+++ Records +++

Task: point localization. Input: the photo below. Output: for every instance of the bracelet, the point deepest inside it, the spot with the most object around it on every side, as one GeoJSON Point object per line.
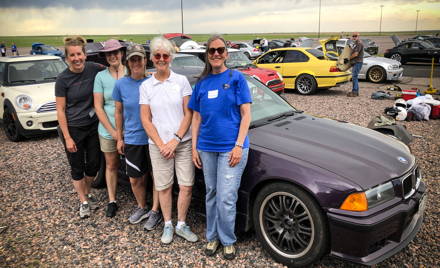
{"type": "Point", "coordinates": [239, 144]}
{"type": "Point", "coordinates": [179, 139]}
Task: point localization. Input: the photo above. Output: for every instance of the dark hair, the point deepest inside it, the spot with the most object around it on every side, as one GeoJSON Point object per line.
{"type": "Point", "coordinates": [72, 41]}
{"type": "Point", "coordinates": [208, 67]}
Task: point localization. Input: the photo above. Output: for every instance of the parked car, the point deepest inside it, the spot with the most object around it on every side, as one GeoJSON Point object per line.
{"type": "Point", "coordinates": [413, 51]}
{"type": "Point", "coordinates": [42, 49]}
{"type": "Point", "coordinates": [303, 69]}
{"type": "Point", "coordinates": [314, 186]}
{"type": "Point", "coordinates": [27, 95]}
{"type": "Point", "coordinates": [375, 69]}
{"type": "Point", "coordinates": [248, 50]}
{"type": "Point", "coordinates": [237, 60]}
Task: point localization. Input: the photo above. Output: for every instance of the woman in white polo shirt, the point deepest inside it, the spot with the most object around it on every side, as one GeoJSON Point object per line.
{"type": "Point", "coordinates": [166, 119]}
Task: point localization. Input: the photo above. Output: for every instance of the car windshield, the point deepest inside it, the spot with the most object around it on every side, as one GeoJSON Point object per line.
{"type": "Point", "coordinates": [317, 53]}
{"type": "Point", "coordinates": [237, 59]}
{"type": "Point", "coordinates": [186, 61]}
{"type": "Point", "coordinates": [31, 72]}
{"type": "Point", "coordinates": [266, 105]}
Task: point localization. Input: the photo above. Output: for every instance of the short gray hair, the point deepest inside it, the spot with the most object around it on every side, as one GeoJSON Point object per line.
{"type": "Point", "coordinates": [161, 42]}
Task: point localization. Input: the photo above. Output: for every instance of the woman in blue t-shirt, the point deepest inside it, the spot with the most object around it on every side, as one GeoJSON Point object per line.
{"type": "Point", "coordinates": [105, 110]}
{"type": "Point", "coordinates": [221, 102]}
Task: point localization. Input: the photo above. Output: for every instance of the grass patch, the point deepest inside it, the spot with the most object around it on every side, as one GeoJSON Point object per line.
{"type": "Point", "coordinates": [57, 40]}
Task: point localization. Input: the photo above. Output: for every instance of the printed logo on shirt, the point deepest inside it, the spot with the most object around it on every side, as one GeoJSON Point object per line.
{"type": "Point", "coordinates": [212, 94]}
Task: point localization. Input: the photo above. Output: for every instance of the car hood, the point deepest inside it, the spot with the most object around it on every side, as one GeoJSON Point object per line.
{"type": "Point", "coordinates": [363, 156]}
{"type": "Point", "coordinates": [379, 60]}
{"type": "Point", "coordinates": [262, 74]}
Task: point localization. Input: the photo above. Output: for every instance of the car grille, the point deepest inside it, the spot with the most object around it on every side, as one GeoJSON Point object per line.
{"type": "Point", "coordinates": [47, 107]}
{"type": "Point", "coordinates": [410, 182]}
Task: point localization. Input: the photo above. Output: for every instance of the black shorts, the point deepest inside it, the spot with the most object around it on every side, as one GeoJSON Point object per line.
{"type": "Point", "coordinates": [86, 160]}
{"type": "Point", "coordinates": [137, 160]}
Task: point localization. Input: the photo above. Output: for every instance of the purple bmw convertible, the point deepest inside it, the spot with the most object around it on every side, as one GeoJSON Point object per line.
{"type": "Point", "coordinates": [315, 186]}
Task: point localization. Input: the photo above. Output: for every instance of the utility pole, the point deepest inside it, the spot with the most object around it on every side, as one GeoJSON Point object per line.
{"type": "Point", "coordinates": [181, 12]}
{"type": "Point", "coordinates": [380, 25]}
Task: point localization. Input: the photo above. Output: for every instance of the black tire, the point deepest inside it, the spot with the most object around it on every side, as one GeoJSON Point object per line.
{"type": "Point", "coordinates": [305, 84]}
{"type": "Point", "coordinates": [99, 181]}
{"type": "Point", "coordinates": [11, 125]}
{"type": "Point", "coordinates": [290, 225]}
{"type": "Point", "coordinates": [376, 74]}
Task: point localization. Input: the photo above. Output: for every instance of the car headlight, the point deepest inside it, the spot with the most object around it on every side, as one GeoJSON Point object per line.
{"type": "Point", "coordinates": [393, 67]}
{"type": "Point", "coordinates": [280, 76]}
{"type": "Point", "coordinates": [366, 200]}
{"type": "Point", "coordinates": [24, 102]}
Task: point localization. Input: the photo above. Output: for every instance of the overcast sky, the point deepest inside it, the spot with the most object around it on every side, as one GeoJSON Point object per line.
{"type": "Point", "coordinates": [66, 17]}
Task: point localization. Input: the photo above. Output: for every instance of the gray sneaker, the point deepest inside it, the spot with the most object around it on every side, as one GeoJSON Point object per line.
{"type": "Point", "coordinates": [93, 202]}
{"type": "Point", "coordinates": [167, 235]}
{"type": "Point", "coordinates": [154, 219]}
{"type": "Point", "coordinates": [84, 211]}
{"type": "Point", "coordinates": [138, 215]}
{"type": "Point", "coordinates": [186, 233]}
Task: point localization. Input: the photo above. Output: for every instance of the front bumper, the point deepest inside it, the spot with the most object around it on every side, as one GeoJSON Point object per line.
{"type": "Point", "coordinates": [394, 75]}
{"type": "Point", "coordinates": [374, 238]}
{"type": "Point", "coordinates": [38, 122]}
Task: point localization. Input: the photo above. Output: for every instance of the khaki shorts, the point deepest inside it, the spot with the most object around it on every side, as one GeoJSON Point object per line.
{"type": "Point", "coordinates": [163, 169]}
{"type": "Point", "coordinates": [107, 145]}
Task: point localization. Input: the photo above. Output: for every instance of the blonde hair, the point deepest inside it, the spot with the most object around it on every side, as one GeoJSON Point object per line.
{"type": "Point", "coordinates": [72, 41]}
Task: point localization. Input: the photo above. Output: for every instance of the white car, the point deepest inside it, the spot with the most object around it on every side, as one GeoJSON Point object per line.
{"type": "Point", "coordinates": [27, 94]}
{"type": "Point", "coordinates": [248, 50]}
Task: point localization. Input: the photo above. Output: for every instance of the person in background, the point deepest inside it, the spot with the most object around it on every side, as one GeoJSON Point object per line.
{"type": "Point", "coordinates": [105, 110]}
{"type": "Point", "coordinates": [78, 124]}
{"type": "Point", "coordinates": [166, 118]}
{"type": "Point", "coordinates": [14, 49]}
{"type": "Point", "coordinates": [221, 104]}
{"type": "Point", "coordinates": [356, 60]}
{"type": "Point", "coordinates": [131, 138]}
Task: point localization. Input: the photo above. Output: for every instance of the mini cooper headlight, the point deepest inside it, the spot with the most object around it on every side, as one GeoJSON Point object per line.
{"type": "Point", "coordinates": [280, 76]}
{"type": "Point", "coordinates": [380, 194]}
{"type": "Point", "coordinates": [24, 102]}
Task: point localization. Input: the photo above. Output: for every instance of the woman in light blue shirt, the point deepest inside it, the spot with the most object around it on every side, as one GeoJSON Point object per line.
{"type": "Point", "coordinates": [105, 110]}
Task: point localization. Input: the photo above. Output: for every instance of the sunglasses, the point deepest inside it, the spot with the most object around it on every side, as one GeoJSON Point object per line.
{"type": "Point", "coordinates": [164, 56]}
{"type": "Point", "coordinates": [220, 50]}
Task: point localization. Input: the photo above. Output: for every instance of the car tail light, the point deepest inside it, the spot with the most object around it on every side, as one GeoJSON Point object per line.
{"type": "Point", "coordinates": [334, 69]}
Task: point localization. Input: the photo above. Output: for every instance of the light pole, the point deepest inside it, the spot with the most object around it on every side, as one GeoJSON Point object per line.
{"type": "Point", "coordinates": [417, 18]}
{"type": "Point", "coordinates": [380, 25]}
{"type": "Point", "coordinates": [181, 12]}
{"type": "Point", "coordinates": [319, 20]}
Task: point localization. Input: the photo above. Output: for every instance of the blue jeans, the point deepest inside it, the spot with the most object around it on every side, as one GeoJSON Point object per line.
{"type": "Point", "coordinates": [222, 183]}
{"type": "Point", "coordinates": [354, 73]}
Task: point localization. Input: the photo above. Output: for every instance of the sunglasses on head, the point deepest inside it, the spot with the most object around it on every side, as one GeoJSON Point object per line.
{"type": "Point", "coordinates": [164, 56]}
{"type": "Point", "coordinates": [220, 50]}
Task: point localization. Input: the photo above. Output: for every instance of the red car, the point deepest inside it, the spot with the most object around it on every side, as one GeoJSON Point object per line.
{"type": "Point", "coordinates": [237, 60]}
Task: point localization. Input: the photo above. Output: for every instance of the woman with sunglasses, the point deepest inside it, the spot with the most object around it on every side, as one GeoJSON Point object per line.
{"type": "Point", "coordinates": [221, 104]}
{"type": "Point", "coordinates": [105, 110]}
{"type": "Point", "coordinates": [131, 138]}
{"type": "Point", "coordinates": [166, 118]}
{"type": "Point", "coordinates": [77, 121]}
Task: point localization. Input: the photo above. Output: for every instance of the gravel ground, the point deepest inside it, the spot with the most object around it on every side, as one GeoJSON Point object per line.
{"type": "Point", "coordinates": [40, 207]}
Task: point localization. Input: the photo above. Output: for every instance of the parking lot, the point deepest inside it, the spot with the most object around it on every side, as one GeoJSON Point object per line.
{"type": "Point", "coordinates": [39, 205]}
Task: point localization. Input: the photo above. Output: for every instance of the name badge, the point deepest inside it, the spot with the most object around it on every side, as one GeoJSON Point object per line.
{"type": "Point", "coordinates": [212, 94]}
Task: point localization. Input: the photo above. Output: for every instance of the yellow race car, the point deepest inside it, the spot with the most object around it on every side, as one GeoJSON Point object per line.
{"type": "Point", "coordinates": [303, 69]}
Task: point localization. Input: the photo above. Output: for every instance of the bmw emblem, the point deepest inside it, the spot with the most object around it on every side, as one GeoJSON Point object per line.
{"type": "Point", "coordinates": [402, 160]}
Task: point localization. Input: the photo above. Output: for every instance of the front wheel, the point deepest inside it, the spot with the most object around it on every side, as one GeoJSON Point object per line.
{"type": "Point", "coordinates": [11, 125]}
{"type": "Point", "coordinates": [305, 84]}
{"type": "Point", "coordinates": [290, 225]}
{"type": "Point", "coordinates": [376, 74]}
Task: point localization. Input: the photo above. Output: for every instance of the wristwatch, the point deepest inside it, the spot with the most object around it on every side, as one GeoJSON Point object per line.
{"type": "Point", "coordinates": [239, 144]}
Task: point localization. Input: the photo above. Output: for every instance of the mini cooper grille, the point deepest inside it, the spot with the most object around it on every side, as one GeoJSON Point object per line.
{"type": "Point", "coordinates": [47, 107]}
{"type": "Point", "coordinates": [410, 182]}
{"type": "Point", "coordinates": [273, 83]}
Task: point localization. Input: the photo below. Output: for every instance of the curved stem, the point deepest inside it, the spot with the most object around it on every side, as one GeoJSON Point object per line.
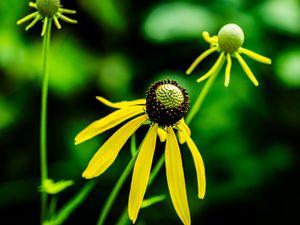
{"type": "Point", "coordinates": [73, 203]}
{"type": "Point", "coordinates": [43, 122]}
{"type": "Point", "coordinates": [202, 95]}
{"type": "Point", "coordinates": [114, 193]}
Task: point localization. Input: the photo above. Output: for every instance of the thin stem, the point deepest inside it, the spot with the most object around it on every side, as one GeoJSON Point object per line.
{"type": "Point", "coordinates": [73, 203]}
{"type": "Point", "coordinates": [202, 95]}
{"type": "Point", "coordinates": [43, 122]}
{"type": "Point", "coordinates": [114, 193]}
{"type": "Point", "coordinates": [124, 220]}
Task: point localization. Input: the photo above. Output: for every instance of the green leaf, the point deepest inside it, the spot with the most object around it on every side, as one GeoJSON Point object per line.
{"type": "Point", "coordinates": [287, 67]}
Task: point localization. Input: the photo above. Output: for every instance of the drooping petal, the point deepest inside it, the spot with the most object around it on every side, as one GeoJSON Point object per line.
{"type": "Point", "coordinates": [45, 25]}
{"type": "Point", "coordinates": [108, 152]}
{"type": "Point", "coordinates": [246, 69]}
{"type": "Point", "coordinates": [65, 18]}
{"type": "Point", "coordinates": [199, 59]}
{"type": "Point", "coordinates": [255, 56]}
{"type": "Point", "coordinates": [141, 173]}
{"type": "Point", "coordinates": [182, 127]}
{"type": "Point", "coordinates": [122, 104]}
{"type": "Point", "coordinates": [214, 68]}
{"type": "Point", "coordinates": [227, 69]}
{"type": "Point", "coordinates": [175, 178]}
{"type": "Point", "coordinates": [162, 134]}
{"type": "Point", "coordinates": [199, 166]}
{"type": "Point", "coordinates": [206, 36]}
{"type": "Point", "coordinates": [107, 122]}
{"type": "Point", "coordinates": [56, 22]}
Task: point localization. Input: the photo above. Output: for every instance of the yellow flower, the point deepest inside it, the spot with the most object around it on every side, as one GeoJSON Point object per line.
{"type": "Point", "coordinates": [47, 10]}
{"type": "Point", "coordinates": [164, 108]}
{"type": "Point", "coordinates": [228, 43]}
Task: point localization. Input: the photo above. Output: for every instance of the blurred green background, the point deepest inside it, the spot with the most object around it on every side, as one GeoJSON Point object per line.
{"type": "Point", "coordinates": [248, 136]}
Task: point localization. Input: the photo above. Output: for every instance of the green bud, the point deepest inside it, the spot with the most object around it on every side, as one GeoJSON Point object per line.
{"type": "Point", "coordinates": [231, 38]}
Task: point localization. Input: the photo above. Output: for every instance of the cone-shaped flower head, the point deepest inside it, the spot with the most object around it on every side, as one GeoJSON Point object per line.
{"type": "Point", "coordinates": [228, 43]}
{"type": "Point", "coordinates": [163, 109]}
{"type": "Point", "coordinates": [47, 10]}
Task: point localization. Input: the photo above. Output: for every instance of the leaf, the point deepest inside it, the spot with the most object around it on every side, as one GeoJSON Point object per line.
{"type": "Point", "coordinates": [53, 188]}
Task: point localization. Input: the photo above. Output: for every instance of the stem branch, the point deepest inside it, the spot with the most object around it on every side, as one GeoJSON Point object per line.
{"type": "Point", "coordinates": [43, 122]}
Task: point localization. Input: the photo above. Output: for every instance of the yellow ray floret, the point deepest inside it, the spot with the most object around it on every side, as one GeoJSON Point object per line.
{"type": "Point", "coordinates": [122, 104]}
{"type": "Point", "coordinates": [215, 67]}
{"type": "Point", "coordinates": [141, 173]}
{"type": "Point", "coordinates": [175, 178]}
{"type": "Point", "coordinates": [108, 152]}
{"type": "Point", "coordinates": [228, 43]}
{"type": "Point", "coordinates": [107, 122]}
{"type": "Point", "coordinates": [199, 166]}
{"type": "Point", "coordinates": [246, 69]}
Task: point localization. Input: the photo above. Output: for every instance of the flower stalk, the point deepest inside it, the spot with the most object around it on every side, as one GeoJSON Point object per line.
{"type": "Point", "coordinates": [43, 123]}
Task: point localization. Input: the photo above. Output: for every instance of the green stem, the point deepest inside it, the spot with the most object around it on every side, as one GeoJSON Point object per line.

+++

* **Task requirements**: Print the line with "of the flower" and every line after it in the entries above, exactly as written. Leave out all other lines.

* **Output of the exercise**:
Task: point localization. Input: the photo above. Output: for every instance of the flower stalk, the point deepest inside it, the spot with the most object around it on every side, as one GeoJSON Point object per line.
{"type": "Point", "coordinates": [43, 123]}
Task: point localization. Input: the photo above. Output: for every instance of the green stem, the point deepest inside it, the spot with the most object around it on every side, as one GeoJSON Point object per line.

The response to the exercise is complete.